• **EXTRACT PROVIDED**:
────
Marginal Decrease In March Transaction Figures
The property market remained resilient in March despite the lockdown induced property freeze at the end of the month.
There were 99,440 residential property transactions in March, a marginal 0.3 per cent rise from March 2019 and a slight 0.2 per cent decrease on February’s transactions, according to HM Revenue and Customs (HMRC) data.
On a provisionally seasonally adjusted basis, the 9,470 non-residential transactions represented a fall of 8.8 per cent from March 2019 and a 1.8 per cent dip on February’s figures.
On a non-seasonally adjusted basis, March transactions were 2.7 per cent lower than March 2019.
Whilst the strong start of the month has helped to inflate the figures, the true impact of Covid-19 will be seen in April’s transactions.
Neil Knight, business development director at Spicerhaart Part-Exchange and Assisted Move, commented:
“The March property market was a ‘game of two halves’.
“Lockdown restrictions came into force towards the end of the month, but the impact of coronavirus was already starting to filter through before that, putting a damper on the recovery that had been building over the last three months.
“The result is that residential transactions have remained broadly stable – a slight drop of 0.2% from the previous month, and still 0.3% higher than in March 2019.
“The true impact of Covid-19 will show up in April’s figures but what seems clear is that there is still strong demand out there. With the measures the government has put in place to keep the economy ticking over, much of that will still be there once the restrictions are lifted.
“In the meantime, there are still transactions happening, and the industry is quickly adapting to new ways of working, helping as many people as possible make their dream move in spite of the current nightmare circumstances.”
────
• **EXERCISE DESCRIPTION**: Retype the passage from the March property transactions article, starting with "Neil Knight, business" and going on through "of two halves’.".

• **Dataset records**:
────
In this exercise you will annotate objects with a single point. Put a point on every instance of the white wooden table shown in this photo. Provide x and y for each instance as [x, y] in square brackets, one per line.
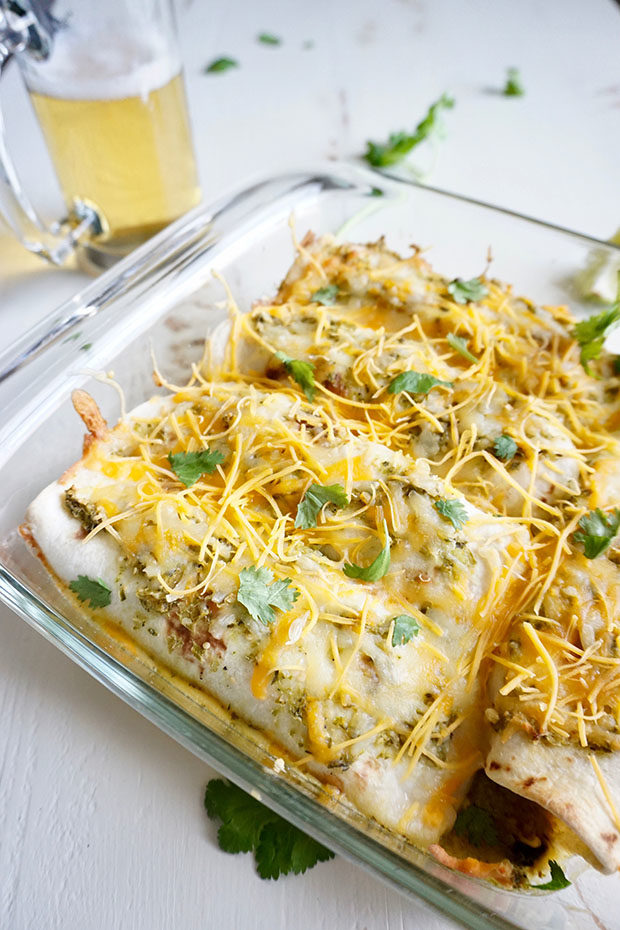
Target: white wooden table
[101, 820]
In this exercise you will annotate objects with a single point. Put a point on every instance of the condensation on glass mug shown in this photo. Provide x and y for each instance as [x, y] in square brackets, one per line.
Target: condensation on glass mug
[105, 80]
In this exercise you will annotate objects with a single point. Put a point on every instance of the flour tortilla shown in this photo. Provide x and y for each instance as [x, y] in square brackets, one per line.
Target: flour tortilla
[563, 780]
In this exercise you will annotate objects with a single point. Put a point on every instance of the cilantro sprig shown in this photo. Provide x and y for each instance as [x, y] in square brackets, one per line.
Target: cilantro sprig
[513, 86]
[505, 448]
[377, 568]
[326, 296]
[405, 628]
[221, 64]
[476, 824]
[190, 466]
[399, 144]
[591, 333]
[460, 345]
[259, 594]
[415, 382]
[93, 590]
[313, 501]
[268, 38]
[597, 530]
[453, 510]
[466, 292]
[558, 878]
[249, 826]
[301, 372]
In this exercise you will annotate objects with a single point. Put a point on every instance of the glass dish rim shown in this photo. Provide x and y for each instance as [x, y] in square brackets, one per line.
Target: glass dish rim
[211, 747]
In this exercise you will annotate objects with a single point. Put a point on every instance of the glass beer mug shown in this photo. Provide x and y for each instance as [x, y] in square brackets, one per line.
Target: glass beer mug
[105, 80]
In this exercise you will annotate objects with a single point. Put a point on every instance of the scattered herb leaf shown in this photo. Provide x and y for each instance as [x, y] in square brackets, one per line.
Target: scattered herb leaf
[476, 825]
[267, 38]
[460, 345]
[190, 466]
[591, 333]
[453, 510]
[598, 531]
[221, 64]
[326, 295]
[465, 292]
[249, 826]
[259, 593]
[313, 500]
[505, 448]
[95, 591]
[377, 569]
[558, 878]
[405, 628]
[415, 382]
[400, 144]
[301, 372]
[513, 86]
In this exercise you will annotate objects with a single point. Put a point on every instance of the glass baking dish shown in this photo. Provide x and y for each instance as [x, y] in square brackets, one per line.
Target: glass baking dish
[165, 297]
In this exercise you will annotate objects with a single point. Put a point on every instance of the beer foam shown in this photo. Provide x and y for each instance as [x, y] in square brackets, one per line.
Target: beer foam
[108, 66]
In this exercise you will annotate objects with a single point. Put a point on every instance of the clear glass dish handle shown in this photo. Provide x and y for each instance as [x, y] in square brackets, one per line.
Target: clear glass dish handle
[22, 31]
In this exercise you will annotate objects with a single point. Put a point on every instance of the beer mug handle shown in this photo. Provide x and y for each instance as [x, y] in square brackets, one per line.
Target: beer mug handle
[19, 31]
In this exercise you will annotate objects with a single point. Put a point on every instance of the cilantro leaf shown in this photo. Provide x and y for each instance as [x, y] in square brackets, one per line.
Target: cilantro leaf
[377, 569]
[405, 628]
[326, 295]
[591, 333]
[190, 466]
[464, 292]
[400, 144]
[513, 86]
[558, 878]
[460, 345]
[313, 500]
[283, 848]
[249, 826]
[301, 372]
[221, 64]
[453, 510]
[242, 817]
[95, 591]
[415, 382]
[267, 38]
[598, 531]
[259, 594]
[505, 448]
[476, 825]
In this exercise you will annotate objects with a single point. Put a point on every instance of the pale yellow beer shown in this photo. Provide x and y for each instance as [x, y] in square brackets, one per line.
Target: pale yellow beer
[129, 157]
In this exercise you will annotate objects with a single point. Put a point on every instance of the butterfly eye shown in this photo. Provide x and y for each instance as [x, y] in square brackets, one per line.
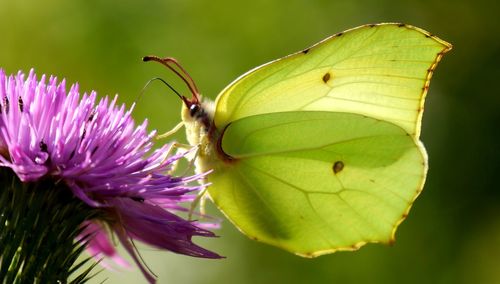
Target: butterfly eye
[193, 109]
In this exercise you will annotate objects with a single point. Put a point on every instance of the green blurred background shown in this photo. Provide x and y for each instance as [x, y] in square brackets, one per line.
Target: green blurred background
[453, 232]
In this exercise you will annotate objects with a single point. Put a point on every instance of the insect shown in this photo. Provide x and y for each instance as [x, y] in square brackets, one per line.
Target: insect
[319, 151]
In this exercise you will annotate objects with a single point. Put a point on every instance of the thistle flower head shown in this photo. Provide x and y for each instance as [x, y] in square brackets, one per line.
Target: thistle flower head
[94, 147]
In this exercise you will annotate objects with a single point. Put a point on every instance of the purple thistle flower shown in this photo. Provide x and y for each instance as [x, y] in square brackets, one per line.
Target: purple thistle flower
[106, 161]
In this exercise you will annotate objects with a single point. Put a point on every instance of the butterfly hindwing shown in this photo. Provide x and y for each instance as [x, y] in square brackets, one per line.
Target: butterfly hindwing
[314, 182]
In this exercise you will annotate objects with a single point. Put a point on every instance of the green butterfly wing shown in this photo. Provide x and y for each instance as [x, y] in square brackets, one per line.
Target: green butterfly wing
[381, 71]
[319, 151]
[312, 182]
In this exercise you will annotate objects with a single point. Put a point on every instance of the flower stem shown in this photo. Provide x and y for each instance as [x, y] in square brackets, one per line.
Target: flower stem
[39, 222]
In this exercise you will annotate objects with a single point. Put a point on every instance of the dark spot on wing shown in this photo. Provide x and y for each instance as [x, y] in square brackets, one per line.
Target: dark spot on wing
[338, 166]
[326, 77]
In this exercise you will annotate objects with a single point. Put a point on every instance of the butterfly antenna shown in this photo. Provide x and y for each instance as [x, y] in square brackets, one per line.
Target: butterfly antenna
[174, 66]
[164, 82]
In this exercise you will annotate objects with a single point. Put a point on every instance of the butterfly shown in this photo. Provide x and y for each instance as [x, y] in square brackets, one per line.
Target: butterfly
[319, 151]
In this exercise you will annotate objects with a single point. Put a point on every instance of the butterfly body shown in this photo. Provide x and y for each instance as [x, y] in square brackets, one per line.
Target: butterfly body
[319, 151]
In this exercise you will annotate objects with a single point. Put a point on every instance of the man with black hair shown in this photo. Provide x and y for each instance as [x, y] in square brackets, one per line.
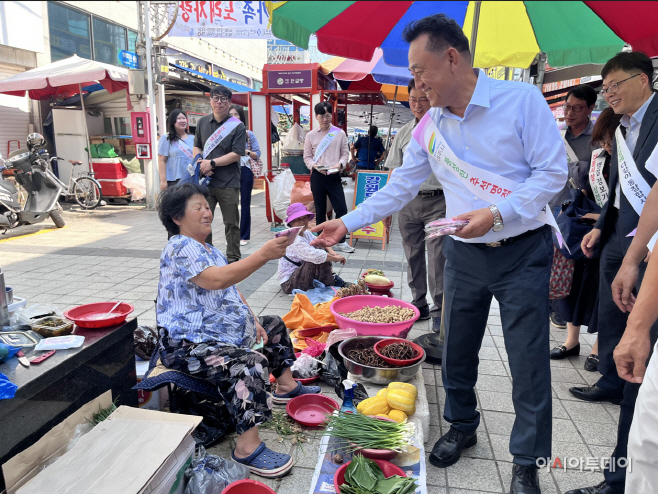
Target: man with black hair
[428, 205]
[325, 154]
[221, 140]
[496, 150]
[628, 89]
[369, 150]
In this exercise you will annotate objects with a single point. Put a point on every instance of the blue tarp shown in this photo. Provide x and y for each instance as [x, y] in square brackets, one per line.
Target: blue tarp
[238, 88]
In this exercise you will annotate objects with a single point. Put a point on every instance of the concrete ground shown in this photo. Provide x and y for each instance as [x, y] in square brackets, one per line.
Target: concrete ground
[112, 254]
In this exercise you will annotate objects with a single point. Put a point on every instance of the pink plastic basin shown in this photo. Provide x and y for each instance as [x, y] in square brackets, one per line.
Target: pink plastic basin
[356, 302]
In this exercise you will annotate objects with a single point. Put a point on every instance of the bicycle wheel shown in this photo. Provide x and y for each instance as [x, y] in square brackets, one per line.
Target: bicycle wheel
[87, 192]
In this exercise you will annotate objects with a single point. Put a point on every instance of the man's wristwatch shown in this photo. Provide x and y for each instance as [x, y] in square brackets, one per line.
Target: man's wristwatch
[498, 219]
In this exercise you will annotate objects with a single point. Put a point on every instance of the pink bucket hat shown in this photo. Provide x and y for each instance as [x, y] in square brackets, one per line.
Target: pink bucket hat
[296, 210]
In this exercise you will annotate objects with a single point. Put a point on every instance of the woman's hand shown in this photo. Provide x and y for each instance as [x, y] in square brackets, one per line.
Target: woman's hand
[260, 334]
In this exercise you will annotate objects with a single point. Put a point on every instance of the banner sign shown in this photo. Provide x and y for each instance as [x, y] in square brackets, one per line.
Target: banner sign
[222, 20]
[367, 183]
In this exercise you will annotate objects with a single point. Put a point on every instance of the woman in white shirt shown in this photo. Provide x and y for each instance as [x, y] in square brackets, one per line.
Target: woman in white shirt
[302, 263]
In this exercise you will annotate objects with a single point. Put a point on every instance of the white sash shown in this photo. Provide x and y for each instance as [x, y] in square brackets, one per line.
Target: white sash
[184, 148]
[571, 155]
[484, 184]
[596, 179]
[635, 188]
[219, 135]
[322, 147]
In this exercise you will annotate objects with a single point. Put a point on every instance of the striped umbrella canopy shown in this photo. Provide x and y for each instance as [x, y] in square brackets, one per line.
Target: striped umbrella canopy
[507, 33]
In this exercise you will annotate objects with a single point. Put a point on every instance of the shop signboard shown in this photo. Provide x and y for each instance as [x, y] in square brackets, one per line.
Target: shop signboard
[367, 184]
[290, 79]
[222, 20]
────
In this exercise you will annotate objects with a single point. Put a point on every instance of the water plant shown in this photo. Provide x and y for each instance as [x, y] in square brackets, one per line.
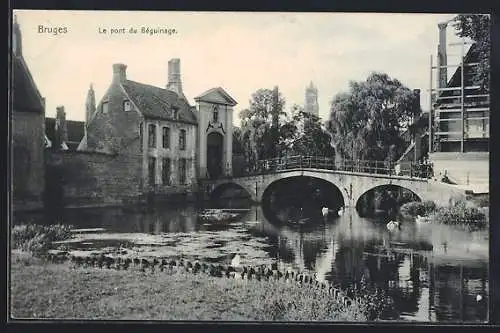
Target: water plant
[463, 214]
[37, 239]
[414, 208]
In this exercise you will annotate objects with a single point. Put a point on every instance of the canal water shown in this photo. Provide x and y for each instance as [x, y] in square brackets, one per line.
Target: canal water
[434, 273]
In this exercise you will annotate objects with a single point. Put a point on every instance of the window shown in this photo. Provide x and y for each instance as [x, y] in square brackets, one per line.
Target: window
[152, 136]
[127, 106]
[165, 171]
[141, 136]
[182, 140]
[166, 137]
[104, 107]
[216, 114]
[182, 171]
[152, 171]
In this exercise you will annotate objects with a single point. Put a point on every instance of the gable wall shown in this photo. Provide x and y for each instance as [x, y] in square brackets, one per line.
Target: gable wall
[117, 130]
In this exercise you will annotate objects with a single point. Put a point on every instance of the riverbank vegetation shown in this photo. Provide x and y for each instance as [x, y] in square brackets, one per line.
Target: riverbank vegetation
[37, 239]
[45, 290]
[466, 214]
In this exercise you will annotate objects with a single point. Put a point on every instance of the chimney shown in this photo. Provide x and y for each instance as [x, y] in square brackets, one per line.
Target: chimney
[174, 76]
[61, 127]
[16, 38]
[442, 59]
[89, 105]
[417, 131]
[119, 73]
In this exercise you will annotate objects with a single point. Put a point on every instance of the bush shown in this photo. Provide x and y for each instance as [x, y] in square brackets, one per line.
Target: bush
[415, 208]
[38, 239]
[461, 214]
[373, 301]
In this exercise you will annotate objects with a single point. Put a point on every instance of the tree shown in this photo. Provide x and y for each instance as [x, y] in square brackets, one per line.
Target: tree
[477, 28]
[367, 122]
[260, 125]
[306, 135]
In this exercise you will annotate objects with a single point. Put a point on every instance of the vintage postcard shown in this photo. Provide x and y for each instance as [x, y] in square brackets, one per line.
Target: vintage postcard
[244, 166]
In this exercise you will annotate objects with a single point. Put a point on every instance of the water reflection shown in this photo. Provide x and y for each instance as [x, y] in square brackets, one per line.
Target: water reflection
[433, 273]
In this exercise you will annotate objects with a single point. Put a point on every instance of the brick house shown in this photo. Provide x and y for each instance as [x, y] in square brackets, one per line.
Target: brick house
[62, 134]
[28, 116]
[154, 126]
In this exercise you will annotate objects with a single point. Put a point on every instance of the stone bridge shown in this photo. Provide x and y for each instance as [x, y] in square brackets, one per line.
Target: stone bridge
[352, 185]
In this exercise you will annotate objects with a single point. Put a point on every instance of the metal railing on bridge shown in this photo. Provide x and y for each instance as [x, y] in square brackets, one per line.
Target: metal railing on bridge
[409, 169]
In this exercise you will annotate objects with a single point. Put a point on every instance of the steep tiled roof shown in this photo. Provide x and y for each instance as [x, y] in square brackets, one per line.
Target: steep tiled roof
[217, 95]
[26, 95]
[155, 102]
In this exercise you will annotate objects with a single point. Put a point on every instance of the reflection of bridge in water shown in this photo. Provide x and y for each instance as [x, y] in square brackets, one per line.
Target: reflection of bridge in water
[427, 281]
────
• **RESULT FOR THIS EXERCISE**:
Neil Knight, business development director at Spicerhaart Part-Exchange and Assisted Move, commented:
“The March property market was a ‘game of two halves’.